Look through the records below and give the number of lines holding the string "each", nothing more.

[Source data]
________

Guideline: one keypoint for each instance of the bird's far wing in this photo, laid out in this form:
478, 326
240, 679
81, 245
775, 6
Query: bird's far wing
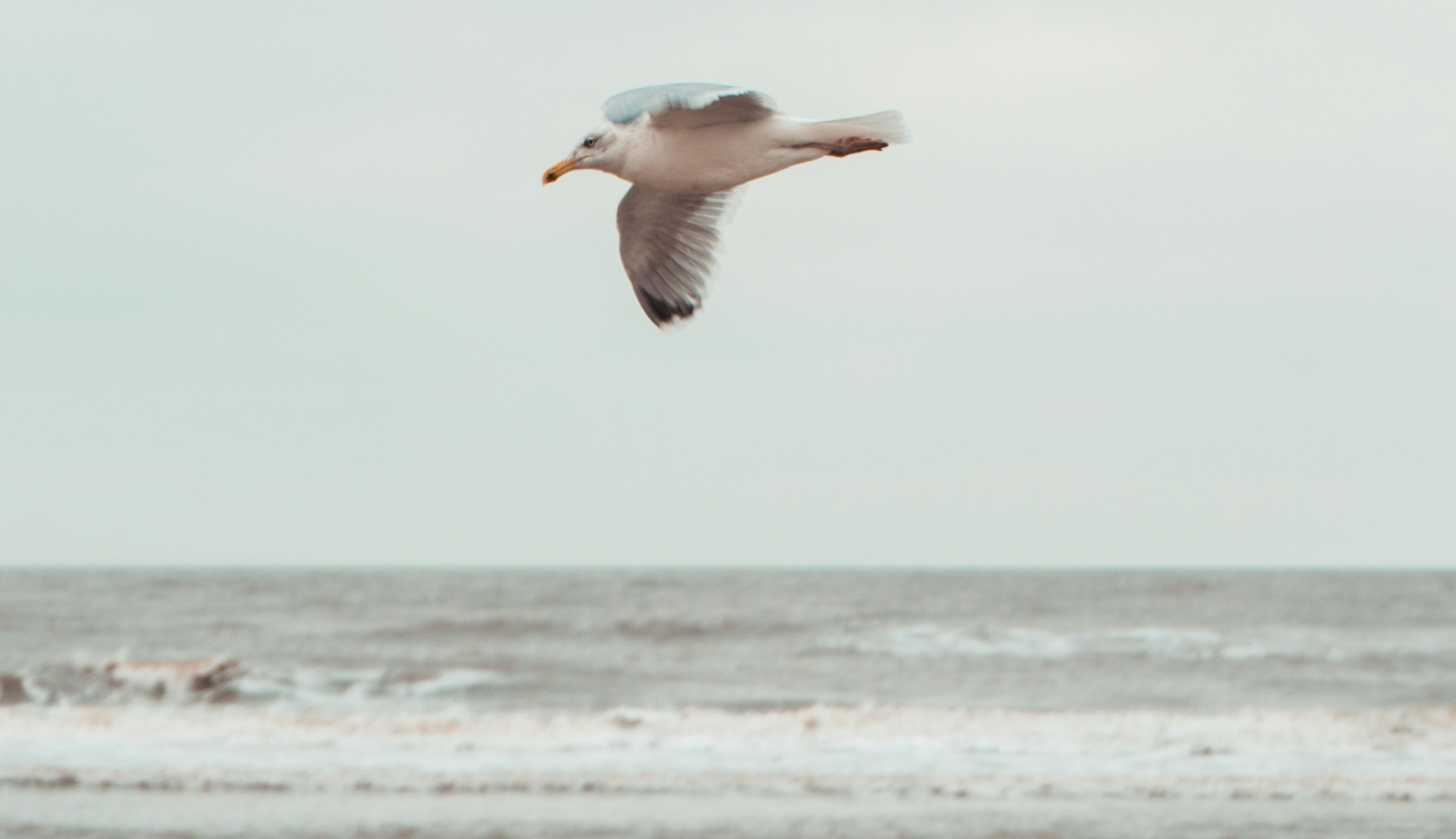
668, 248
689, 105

________

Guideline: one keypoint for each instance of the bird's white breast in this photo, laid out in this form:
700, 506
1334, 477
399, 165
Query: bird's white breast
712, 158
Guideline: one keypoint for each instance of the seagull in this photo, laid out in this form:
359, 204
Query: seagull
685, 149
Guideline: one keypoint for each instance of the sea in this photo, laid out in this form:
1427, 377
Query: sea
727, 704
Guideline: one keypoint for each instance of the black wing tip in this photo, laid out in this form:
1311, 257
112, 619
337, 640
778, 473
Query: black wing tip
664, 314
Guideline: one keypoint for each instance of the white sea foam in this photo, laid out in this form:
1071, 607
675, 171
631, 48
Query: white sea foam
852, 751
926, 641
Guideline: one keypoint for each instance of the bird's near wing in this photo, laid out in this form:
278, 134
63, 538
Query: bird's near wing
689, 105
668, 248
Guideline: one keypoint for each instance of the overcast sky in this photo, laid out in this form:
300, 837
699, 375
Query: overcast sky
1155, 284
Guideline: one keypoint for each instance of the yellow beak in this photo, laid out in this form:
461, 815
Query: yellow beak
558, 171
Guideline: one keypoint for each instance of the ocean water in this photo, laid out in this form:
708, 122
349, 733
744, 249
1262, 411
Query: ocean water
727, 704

________

ANSWER SPACE -
10